→ Entries shown:
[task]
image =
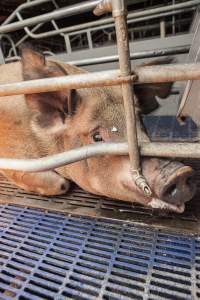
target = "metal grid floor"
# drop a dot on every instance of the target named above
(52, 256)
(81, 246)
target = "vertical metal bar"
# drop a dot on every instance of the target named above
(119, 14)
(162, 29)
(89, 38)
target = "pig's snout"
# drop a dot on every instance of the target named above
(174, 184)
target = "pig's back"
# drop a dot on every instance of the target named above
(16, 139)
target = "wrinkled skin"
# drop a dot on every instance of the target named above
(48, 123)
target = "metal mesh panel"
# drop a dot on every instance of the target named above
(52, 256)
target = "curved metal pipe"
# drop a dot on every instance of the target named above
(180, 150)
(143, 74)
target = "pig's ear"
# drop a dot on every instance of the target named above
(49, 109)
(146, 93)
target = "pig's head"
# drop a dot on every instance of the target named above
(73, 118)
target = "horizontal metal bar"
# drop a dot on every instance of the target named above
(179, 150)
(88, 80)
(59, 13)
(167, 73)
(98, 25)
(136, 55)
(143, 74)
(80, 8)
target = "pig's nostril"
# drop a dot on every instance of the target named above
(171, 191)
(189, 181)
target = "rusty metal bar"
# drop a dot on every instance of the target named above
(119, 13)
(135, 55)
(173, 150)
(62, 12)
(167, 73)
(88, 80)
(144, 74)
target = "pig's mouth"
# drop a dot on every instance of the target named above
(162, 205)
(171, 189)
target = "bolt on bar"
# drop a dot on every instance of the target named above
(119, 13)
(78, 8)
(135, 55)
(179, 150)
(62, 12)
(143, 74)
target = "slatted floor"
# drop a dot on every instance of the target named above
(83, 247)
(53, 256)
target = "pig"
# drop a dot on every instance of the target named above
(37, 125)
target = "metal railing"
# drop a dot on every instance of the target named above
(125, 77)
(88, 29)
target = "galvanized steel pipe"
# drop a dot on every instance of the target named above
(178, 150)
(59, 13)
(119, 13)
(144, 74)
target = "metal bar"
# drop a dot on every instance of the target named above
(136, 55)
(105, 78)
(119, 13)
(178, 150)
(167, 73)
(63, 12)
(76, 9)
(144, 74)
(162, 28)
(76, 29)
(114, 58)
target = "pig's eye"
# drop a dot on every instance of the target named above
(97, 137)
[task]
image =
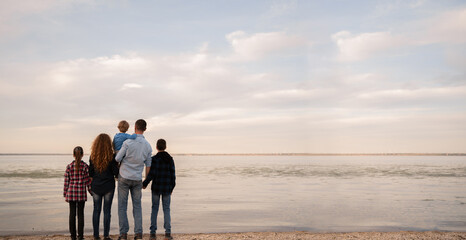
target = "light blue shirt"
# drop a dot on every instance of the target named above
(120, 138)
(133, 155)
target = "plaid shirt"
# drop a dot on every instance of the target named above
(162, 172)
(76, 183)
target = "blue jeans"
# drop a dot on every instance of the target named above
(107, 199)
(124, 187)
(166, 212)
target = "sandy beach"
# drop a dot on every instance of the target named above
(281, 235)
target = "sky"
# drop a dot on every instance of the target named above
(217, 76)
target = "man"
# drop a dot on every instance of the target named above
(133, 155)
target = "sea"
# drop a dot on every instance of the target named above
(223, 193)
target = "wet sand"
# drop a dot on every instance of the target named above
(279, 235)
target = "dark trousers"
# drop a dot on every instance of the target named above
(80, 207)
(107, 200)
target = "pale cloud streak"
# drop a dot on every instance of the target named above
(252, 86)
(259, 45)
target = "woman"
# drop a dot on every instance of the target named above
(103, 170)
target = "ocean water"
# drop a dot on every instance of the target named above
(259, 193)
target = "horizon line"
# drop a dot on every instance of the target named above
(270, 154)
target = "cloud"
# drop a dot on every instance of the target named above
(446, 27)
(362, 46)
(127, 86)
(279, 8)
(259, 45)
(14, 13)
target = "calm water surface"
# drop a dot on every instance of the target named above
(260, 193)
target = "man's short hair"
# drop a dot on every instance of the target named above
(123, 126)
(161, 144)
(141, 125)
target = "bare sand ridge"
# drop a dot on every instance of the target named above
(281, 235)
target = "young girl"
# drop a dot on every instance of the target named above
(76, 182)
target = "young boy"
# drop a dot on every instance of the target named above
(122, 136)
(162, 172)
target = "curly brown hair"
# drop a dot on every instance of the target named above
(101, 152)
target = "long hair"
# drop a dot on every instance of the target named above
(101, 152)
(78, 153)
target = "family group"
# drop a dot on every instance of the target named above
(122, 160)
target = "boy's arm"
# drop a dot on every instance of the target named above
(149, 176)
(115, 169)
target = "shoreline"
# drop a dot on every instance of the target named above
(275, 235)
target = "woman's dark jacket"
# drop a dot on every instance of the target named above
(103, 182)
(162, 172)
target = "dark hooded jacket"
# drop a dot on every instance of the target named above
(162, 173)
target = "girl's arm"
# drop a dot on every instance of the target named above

→ Task to complete: Write out the records above once more, word for word, with no pictures.

→ Exercise response:
[task]
image =
target = "metal grid floor"
# drop a dot on every instance of the target named above
(52, 256)
(81, 246)
target = "vertical metal bar"
# drop a dot on every instance of the target named above
(119, 14)
(162, 29)
(89, 38)
target = "pig's snout"
# drop a dot on every instance of the target named above
(174, 184)
target = "pig's back"
# drop a dot on every instance of the target named above
(16, 139)
target = "wrinkled skin"
# drop a dot on every instance of the target named above
(48, 123)
target = "metal mesh panel"
# drop a dot on every instance of the target named above
(52, 256)
target = "curved metal pipe"
# drop a dot on every instance of the target named above
(180, 150)
(143, 74)
target = "pig's ear"
# drop a dot on every instance of the target named above
(49, 109)
(146, 93)
target = "pig's head"
# drop a dot on every instance of the target named above
(73, 118)
target = "horizontal metal bar"
# drop a dot on every instance of the target named above
(179, 150)
(88, 80)
(59, 13)
(167, 73)
(98, 25)
(136, 55)
(143, 74)
(80, 8)
target = "pig's nostril"
# drop a dot on every instance of the target named above
(171, 191)
(189, 181)
target = "rusty metal bar"
# drop a dot on every instance of the target named above
(119, 13)
(135, 55)
(173, 150)
(62, 12)
(167, 73)
(88, 80)
(144, 74)
target = "pig's mouth"
# drop a dot on every instance of the target named above
(162, 205)
(171, 189)
target = "bolt on bar"
# drop a dot on every instance of the target named above
(119, 13)
(78, 8)
(135, 55)
(179, 150)
(62, 12)
(143, 74)
target = "slatted floor"
# drop a dot on every instance of the target named above
(83, 247)
(53, 256)
target = "pig"
# drop a dot on every instance of the target named above
(37, 125)
target = "metal railing"
# drop a dot on every instance of the target named above
(125, 77)
(88, 29)
target = "galvanized steel pipe"
# drop a dot on every instance of the target named above
(178, 150)
(59, 13)
(119, 13)
(144, 74)
target = "metal bar"
# drop a dot on every instance of the target named above
(136, 55)
(105, 78)
(119, 13)
(178, 150)
(167, 73)
(63, 12)
(76, 9)
(144, 74)
(162, 28)
(76, 29)
(114, 58)
target = "pig's eye"
# drop a dot on every instance of the target named above
(97, 137)
[task]
image =
target = "light blue shirt"
# drop a dot on every instance of the target named above
(120, 138)
(133, 155)
target = "plaid shirt"
# drop a dot on every instance of the target named above
(162, 172)
(76, 183)
target = "blue jeans"
# drop a dot on every instance of the target named above
(107, 199)
(124, 187)
(166, 212)
target = "sandy beach"
# drop a dot on every instance of the target named above
(281, 235)
target = "sky"
# drop a dot on every instance of the target named above
(217, 76)
target = "man"
# drop a dot on every instance of the target named above
(133, 155)
target = "sea"
# drop a dot on every instance of the target named above
(223, 193)
target = "wet sand"
# drop a dot on every instance of the target named above
(279, 235)
target = "dark trousers"
# drop a dot on every instance of the target named above
(80, 207)
(107, 200)
target = "pale cloud streak"
# drop a dot on every instance of the target named above
(252, 86)
(259, 45)
target = "woman"
# drop a dot on every instance of the target named above
(103, 170)
target = "ocean water"
# drop a dot on every instance of the target named above
(259, 193)
target = "horizon line"
# drop a dot on every instance of the target named above
(270, 154)
target = "cloud"
# drop a dot on every instance of the target named above
(446, 27)
(362, 46)
(127, 86)
(279, 8)
(259, 45)
(14, 13)
target = "calm water surface"
# drop a dot on every instance of the target named above
(260, 193)
target = "man's short hair"
# drop a dot on every instance of the target named above
(123, 126)
(161, 144)
(141, 125)
target = "bare sand ridge"
# drop a dot on every instance of the target named above
(281, 235)
target = "young girl"
# drop a dot on every instance of the target named above
(76, 182)
target = "young boy"
# drop a dot on every instance of the target named above
(122, 136)
(162, 172)
target = "curly brown hair"
# drop a dot on every instance of the target named above
(101, 152)
target = "long hair"
# drop a dot on every instance of the target named above
(101, 152)
(78, 153)
target = "family group"
# drop a dot on every instance of the target named above
(122, 160)
target = "boy's arm"
# drop a dot on every instance of the target named above
(149, 176)
(115, 169)
target = "shoreline"
# drop a dot on every instance of the target named above
(275, 235)
target = "woman's dark jacket"
# drop a dot on every instance of the target named above
(103, 182)
(162, 172)
target = "dark hooded jacket"
# drop a dot on every instance of the target named above
(162, 173)
target = "girl's arm"
# drop a dot on every instance of the target named above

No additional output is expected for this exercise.